## START SOURCE TEXT
Nelson's Island
- Interactive map of Nelson's Island

= Nelson's Island =

Island in Egypt

Nelson's Island (جزيرة_جريشة or جزيرة نيلسون) is an island located in Abū Qīr Bay, off the coast of Alexandria, Egypt. It is a local site for picnics and recreation, and is the location of a group of British graves dating from the Napoleonic Wars. It was named after Horatio Nelson, the famous British admiral.

In 2000, Italian archaeologist Dr Paolo Gallo discovered a series of graves on the island. Further digging and research (in collaboration with British historian Nick Slope) determined that the graves dated from the 1798 Battle of the Nile, and another land battle in 1801. The remains of British officers, sailors, marines, women, and children were uncovered.
## END SOURCE TEXT
## START GIVEN INFORMATION
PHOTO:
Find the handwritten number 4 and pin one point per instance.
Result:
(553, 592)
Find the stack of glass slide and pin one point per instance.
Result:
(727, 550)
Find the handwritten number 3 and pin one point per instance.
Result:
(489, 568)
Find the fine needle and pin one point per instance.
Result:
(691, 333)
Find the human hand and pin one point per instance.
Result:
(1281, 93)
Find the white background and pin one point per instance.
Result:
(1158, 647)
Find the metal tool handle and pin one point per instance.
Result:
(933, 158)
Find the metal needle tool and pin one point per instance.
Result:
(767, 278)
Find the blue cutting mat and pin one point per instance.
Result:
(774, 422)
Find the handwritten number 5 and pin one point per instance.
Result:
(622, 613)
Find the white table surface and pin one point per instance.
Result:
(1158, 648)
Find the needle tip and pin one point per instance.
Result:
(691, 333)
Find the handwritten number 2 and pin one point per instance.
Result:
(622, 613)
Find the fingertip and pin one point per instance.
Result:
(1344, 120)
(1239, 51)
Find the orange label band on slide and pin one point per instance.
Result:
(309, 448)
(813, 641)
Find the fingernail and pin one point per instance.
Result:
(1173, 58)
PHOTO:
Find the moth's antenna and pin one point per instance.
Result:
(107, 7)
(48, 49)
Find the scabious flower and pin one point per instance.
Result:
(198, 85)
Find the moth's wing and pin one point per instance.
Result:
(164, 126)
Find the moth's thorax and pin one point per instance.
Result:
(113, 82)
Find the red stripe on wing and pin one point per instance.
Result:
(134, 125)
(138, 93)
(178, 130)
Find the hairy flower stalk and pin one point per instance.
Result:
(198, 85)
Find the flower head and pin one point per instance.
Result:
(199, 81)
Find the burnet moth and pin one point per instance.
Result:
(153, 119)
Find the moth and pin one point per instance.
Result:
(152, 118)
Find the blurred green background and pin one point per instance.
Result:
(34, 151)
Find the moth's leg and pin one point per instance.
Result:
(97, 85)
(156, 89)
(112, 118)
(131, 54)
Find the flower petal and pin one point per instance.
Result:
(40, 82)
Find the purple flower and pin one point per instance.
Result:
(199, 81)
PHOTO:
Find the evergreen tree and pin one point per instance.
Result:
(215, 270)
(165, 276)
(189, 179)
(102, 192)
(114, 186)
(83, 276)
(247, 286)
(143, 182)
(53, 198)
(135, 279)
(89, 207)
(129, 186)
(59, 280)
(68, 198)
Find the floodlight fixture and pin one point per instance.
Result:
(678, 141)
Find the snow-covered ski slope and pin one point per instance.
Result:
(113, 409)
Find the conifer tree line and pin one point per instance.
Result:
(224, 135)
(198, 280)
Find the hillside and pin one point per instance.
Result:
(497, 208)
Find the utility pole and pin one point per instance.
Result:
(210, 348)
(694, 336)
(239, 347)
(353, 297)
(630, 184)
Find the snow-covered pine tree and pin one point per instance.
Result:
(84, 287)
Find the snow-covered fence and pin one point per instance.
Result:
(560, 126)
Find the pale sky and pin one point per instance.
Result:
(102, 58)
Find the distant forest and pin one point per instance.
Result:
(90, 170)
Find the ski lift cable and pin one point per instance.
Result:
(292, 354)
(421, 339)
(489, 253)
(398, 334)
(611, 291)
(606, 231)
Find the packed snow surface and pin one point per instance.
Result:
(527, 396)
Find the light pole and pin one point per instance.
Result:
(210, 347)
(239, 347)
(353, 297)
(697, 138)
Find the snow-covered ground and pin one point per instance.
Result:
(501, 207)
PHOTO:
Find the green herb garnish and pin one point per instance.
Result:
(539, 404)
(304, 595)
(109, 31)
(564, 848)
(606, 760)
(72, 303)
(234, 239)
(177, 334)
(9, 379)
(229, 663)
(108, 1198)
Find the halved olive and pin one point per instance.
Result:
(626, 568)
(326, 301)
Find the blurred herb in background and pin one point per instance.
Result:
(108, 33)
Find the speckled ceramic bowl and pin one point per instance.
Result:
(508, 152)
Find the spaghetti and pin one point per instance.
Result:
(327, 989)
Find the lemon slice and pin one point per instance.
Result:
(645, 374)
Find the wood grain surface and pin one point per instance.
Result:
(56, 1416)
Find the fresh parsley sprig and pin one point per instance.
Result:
## END GIVEN INFORMATION
» **WHAT IS ASKED**
• 1. Turn the paragraph beginning "In 2000, Italian archaeologist" in the Nelson's Island article above into a short bulleted list that keeps its main facts.
• 2. Continue the Nelson's Island article above, starting after its last sentence.

» **TASK-BY-TASK RESULTS**
• 1.
- 2000: Italian archaeologist Dr Paolo Gallo discovered a series of graves on the island.
- Further digging and research, done with British historian Nick Slope, dated the graves to the 1798 Battle of the Nile and a land battle in 1801.
- The remains of British officers, sailors, marines, women, and children were uncovered.

• 2.
On 18 April 2005 the remains of thirty Royal Navy sailors and officers recovered from the island were buried at Chatby Commonwealth War Cemetery in Alexandria. Only one body, that of Master and Commander James Russell, was positively identified. The interment was attended by Sir Derek Plumbly KCMG, the then British Ambassador to Egypt; Alan Cobden, HM Consul-General to Alexandria at the time; General Abdel Salam El Mahgoub, the Governor of Alexandria; members of the crew of , and a descendant of Commander Russell.

==Resources==
- Smith, Tannalee. "30 Members of British Fleet Reburied". Associated Press, April 18, 2005.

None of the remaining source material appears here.